*** EXTRACTED TEXT
PAULO: we see the externalisation as costly due to the new and more complex tools that would have to be developed and maintained to work with such a standard (and/or archive complying with such a standard). We know that SAFE is not an archive standard but rather a data format standard and this, in fact, is one of the reasons for us considering that externalisation will be costly. By externalising the representation information you are putting something which is still logically a part of the product outside of it, so it comes as natural that you will want to impose conditions on the archive which hosts the SAFE products. Think for example of a tool like the SAFE TOOLBOX which exists today, but also the I/O Library: with no externalisation you can use these tools on a PC which does not even have a network connection, with externalisation you always need a connection to fetch the representation information, so your "local" tools are now "distributed", with all associated complexity. You can say that you don't need the representation information to read the product but this, to me, means you are no longer OAIS-compliant and without the representation information, frankly, I think SAFE adds no value at all, you might as well use another format.

STEPHAN: I can see your train of thought. And I do agree that just looking at a single SAFE package, it is likely more complex to maintain certain information outside the package. However, as was discussed during the various meetings, some benefits were as well seen in a possible externalisation (e.g. reducing re-transcription efforts, reducing redundancy, etc.)

I wouldn’t say try to mix what you do on your local PC creating a SAFE package with being OAIS-compliant; IMO those are 2 different topics. Clearly, externalisation increases complexity – there is no doubt. But I feel really that there are certain advantages. There is a reason why, e.g., certain data is hosted in the Internet on (static) addresses, with the aim to reduce the maintenance of redundant information.

PAULO: it is not disputed that SAFE is for AIP and not for the DIP (although there are no limitations). I fail to see the connection to the externalisation/no externalisation discussion though. My idea is that you exchange AIPs between archives, i.e. you don't generate a DIP which is sent to another archive which then re-converts this DIP to an AIP again.

STEPHAN: I am not sure that it is really that easy to exchange AIPs between two different archives. I would think more in the direction you described is more likely, create a DIP from the AIP which then becomes the SIP for the next archive. If all use the same format, fine, then this is straight forward.

I was mentioning this mainly related to my comment on the document (#20).
******
INSTRUCTIONS TO FOLLOW: Write the next part of the exchange about externalizing SAFE representation information, picking up after its last line.
*** DATASET RECORDS
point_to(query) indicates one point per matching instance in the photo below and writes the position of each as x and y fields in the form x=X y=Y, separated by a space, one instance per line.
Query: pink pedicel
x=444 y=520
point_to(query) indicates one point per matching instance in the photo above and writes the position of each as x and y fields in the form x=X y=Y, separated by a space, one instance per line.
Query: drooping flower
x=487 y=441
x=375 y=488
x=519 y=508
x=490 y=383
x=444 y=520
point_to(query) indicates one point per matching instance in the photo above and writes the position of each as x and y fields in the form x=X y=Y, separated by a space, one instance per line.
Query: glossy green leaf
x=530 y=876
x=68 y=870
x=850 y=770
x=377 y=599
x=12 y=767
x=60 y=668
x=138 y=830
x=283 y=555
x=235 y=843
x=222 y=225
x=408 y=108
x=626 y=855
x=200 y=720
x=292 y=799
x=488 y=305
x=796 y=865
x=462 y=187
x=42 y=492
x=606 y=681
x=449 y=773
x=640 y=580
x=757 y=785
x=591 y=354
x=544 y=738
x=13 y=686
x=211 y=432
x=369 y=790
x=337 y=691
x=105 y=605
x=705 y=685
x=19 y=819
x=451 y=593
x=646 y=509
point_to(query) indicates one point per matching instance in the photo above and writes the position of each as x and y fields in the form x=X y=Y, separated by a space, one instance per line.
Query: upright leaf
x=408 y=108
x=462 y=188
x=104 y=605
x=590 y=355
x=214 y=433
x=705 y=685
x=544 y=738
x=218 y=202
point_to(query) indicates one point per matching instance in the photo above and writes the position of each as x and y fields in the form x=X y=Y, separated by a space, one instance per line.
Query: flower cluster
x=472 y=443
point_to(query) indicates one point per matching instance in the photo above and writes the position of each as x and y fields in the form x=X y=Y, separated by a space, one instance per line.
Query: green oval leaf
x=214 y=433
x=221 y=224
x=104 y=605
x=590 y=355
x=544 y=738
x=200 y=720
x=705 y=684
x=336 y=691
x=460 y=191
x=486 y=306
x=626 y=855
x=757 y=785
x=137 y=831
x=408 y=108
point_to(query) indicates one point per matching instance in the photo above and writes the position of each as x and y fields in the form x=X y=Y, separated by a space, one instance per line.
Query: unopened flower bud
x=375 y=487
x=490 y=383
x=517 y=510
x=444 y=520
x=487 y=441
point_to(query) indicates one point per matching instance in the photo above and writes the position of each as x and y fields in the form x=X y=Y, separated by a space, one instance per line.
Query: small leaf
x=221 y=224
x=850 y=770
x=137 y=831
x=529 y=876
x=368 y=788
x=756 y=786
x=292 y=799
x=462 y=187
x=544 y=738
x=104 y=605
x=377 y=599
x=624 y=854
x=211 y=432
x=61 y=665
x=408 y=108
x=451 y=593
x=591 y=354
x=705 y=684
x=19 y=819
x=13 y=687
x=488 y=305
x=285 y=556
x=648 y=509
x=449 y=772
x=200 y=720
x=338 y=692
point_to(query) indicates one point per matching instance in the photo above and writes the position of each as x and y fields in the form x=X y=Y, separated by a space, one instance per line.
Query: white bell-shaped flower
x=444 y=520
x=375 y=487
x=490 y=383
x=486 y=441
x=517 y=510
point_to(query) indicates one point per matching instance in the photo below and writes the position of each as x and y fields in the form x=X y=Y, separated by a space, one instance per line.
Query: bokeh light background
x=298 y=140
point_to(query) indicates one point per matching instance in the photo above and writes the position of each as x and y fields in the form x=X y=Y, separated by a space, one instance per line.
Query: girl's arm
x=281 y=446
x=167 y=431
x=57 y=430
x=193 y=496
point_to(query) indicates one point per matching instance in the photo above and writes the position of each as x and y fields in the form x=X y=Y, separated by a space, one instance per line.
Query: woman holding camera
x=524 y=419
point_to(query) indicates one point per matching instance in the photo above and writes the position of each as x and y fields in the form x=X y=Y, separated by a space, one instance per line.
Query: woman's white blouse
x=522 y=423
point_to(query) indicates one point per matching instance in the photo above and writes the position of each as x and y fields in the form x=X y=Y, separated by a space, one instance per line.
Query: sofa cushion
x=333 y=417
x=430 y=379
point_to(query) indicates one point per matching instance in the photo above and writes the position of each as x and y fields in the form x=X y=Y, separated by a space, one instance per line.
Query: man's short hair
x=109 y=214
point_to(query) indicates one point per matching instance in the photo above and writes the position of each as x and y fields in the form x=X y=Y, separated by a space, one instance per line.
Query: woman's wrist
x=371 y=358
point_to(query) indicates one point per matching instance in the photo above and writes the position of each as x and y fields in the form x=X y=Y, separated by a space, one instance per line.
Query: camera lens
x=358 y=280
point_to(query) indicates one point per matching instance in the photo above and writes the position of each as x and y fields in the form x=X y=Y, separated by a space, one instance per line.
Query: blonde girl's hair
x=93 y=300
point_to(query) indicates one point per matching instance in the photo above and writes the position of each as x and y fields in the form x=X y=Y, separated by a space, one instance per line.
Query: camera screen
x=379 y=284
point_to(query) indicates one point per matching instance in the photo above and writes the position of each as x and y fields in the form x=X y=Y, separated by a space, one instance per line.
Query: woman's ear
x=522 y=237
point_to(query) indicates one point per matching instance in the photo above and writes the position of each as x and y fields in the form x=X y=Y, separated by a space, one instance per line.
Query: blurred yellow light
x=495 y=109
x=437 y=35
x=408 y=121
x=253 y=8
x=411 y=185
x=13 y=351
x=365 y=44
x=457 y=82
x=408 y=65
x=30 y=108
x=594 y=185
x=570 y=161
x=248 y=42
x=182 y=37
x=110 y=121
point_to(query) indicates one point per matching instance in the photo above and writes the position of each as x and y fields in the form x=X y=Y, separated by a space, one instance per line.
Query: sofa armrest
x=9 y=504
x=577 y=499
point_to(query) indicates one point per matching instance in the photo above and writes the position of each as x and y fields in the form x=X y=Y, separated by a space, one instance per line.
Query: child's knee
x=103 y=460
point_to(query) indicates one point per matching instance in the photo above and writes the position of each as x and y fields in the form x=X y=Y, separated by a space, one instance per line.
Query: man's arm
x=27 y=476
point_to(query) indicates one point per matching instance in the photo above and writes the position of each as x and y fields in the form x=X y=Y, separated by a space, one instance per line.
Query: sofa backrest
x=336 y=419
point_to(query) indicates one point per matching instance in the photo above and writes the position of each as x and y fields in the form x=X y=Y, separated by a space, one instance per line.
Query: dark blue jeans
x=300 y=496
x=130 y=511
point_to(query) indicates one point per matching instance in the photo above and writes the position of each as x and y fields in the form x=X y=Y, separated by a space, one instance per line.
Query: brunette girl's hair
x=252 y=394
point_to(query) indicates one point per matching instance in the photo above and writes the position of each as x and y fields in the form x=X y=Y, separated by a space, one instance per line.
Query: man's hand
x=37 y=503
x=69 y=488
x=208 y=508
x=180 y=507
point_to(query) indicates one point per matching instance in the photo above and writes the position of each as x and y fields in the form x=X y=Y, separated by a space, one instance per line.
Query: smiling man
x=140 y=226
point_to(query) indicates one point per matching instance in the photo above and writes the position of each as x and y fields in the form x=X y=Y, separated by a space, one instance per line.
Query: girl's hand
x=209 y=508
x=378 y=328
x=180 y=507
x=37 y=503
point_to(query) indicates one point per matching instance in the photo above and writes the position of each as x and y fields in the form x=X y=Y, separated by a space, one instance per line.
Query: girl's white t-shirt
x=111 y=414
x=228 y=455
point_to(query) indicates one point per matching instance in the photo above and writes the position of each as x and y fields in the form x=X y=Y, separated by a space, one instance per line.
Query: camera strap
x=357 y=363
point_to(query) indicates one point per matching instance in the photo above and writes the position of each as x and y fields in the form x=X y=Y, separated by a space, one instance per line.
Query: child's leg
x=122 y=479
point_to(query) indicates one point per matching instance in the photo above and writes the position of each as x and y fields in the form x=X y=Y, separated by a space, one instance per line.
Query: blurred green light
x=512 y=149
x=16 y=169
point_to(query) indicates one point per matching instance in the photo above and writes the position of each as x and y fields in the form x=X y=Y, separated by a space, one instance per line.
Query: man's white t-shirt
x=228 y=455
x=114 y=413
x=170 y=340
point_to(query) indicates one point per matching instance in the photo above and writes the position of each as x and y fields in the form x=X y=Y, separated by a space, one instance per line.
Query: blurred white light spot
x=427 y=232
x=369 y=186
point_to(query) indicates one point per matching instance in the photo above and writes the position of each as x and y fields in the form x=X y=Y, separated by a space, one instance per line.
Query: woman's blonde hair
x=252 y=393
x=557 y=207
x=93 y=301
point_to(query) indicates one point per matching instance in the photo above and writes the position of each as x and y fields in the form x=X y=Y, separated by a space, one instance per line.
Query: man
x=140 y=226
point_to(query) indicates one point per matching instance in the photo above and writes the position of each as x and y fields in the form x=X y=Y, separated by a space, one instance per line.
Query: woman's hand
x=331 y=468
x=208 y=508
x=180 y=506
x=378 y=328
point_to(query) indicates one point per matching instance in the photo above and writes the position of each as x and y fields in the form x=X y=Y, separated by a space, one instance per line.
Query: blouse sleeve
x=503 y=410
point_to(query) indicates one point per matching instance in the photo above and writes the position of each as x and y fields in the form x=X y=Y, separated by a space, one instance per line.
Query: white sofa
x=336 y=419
******
EXERCISE RESPONSE:
PAULO: do you agree at least that SAFE should define the logical identifiers to the externalised representation information (leaving the registry/mapper outside the SAFE standard)? If not, what is your proposed solution for the exchange of SAFE AIPs between archives? And for simple physical moves of representation information inside the archive?

STEPHAN: I don’t think I have a problem when SAFE defines the logical identifiers, I believe actually, it should do (how else then one would be able to define them, if it is not SAFE defining how to build them?). A physical move of representation information inside the archive would, IMO, not affect the logical identifiers (if cleverly constructed). I can think e.g. of using URNs and those URNs are then mapped to physical locations via some mapper, e.g. a catalogue. When representation information is moved, this would need updating consequently.

The topic of exchanging SAFE AIPs between archives hasn’t maybe been sufficiently addressed in the past. One way could be as described above AIP->DIP->SIP->AIP, as the archives might be implemented differently.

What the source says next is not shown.